Task prompt - Output every one of the entries below verbatim, with each line kept unchanged.

[Stored entries]
□ □ □ □ □
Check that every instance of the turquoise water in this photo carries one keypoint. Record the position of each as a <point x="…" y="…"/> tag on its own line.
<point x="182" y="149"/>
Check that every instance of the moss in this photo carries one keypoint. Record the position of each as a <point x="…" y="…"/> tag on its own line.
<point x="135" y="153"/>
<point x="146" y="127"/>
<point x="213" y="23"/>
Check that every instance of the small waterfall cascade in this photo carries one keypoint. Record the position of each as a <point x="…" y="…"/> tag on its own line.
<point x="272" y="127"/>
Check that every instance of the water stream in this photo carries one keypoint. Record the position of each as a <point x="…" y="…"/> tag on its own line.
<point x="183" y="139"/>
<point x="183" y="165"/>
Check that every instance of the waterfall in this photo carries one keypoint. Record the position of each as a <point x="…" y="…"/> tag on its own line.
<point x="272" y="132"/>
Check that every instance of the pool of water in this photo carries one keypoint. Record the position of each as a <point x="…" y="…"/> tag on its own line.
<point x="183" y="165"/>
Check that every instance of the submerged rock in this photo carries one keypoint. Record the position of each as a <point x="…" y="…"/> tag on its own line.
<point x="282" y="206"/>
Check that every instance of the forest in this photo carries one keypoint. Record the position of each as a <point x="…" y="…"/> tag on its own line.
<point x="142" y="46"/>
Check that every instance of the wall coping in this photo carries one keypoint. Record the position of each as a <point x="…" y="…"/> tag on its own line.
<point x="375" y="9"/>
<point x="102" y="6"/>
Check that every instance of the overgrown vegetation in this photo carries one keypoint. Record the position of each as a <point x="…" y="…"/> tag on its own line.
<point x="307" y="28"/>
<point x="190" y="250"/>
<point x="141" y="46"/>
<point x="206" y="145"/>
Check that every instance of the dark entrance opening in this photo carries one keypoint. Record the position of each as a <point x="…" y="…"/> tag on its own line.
□ □ □ □ □
Correct result -
Check that every instance of the turquoise water in this photo carries one keypoint. Record the position of each as a <point x="…" y="…"/> tag on its own line.
<point x="182" y="149"/>
Check that every instance of the moss in this photo carries one keypoint. Record the position of each as a <point x="…" y="…"/> tag on its own line.
<point x="135" y="153"/>
<point x="146" y="127"/>
<point x="213" y="23"/>
Check that every instance of the small waterfall cascade in this photo carries one keypoint. Record the position of each as a <point x="…" y="…"/> tag on its own line.
<point x="272" y="127"/>
Check that every instance of the water stream in this photo carries one keypoint. Record the position of each as a <point x="…" y="…"/> tag on its own line.
<point x="183" y="139"/>
<point x="183" y="165"/>
Check that every instance of the waterfall in this photo carries one keypoint. Record the position of each as a <point x="…" y="…"/> tag on its own line.
<point x="272" y="132"/>
Check that every instance of the pool of water in this photo carries one keypoint. Record the position of each as a <point x="…" y="…"/> tag on its own line.
<point x="183" y="165"/>
Check that every instance of the submerged rock in this photo carries one keypoint. Record the position of each as a <point x="…" y="…"/> tag on its own line.
<point x="282" y="206"/>
Check that every instance of the forest in this photo carries one keypoint. Record the position of each as a <point x="…" y="…"/> tag on its own line.
<point x="142" y="46"/>
Check that every instance of the wall coping in this photo carries one keypoint. Record the position of each as a <point x="…" y="…"/> tag on its own line.
<point x="375" y="9"/>
<point x="102" y="6"/>
Check that every instance of the overgrown vegetation in this photo carries one keypoint. Record the position of each as a <point x="…" y="…"/> tag on its own line.
<point x="307" y="28"/>
<point x="190" y="250"/>
<point x="141" y="46"/>
<point x="206" y="145"/>
Check that every instance of the dark entrance opening in this photo carries one keypoint. Record the position of each as a <point x="…" y="…"/> tag on its own line.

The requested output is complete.